In the material below, find each line holding the string "poster" and copy it.
::::
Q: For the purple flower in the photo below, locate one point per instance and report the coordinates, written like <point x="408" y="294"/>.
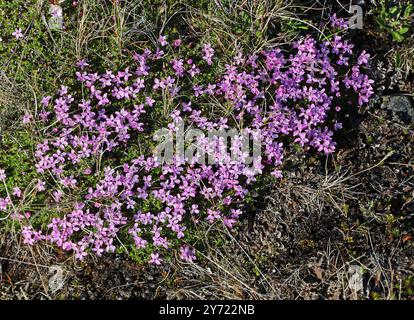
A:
<point x="18" y="34"/>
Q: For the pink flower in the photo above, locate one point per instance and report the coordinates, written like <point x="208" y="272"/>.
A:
<point x="155" y="259"/>
<point x="18" y="34"/>
<point x="2" y="174"/>
<point x="17" y="192"/>
<point x="163" y="41"/>
<point x="177" y="43"/>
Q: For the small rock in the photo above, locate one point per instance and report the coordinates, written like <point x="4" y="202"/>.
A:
<point x="400" y="107"/>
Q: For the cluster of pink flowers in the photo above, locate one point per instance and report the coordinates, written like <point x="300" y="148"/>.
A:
<point x="288" y="97"/>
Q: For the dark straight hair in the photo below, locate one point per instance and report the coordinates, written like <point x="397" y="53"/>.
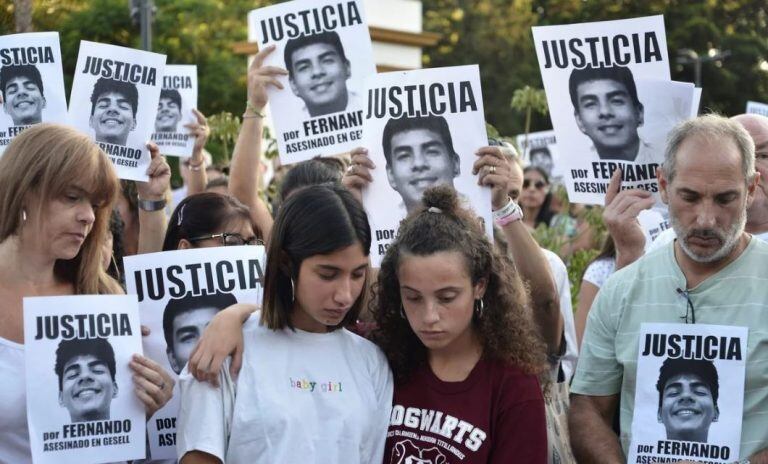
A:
<point x="202" y="214"/>
<point x="314" y="220"/>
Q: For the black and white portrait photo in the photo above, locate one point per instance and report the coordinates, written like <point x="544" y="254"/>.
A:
<point x="607" y="110"/>
<point x="81" y="402"/>
<point x="113" y="110"/>
<point x="419" y="153"/>
<point x="608" y="101"/>
<point x="23" y="97"/>
<point x="325" y="48"/>
<point x="175" y="111"/>
<point x="168" y="111"/>
<point x="86" y="371"/>
<point x="31" y="83"/>
<point x="184" y="320"/>
<point x="179" y="293"/>
<point x="422" y="129"/>
<point x="689" y="394"/>
<point x="318" y="71"/>
<point x="688" y="391"/>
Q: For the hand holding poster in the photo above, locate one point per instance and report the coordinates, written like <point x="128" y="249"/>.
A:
<point x="689" y="396"/>
<point x="179" y="292"/>
<point x="31" y="83"/>
<point x="114" y="99"/>
<point x="174" y="110"/>
<point x="596" y="106"/>
<point x="326" y="49"/>
<point x="81" y="405"/>
<point x="422" y="129"/>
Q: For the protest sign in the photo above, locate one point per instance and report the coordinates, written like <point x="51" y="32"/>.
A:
<point x="591" y="75"/>
<point x="81" y="405"/>
<point x="757" y="108"/>
<point x="540" y="149"/>
<point x="422" y="128"/>
<point x="179" y="292"/>
<point x="31" y="83"/>
<point x="689" y="397"/>
<point x="326" y="49"/>
<point x="174" y="110"/>
<point x="114" y="99"/>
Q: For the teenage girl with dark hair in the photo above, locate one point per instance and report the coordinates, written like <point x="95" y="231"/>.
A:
<point x="454" y="325"/>
<point x="309" y="390"/>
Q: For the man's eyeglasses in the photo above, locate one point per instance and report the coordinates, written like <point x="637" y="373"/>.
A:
<point x="228" y="239"/>
<point x="539" y="184"/>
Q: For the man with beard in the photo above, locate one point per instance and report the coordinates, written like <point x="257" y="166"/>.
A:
<point x="86" y="371"/>
<point x="113" y="110"/>
<point x="168" y="111"/>
<point x="22" y="92"/>
<point x="714" y="274"/>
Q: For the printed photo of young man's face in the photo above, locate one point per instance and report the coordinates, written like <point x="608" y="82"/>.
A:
<point x="188" y="326"/>
<point x="687" y="408"/>
<point x="112" y="119"/>
<point x="607" y="115"/>
<point x="23" y="102"/>
<point x="420" y="159"/>
<point x="87" y="388"/>
<point x="168" y="115"/>
<point x="319" y="77"/>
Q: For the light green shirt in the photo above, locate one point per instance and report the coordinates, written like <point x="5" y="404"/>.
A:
<point x="646" y="291"/>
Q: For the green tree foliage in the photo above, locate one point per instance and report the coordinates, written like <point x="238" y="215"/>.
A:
<point x="496" y="34"/>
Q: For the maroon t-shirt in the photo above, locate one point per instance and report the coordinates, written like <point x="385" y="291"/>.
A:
<point x="494" y="416"/>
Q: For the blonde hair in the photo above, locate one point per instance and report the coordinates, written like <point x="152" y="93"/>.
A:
<point x="45" y="161"/>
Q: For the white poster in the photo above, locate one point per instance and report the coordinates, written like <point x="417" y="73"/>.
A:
<point x="422" y="128"/>
<point x="689" y="396"/>
<point x="540" y="149"/>
<point x="757" y="108"/>
<point x="591" y="74"/>
<point x="31" y="83"/>
<point x="81" y="405"/>
<point x="326" y="49"/>
<point x="114" y="99"/>
<point x="179" y="292"/>
<point x="174" y="110"/>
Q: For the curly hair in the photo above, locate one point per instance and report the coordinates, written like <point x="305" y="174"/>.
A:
<point x="505" y="328"/>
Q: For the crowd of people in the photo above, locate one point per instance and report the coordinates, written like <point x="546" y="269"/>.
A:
<point x="457" y="336"/>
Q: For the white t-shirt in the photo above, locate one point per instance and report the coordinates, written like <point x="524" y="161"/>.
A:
<point x="560" y="273"/>
<point x="599" y="270"/>
<point x="300" y="397"/>
<point x="669" y="236"/>
<point x="14" y="434"/>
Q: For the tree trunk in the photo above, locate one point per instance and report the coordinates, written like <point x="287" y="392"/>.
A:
<point x="23" y="15"/>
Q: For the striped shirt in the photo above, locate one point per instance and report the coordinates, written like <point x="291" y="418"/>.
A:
<point x="646" y="291"/>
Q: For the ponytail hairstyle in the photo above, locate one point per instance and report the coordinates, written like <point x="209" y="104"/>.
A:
<point x="505" y="328"/>
<point x="314" y="220"/>
<point x="203" y="214"/>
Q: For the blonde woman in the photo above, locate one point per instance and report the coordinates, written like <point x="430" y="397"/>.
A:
<point x="57" y="189"/>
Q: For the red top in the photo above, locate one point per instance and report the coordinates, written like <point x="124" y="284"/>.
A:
<point x="494" y="416"/>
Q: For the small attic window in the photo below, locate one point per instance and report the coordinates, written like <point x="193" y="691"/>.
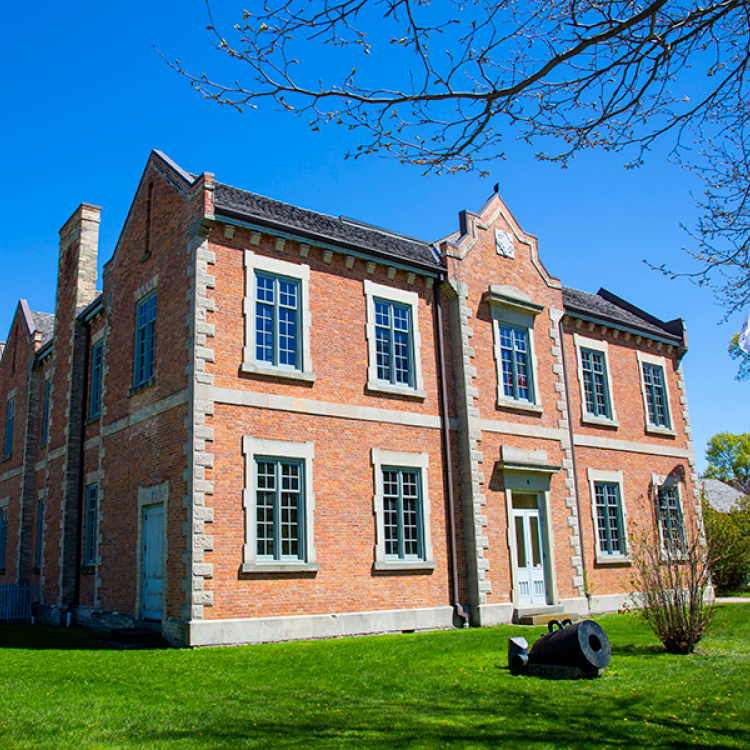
::::
▸ **Answer box**:
Q: For the hand holding poster in the photo above, locate one point per instance and report the coordinates, written like <point x="128" y="249"/>.
Q: For the white poster in the photo above, locate one point per instance and report the coordinates, written like <point x="417" y="73"/>.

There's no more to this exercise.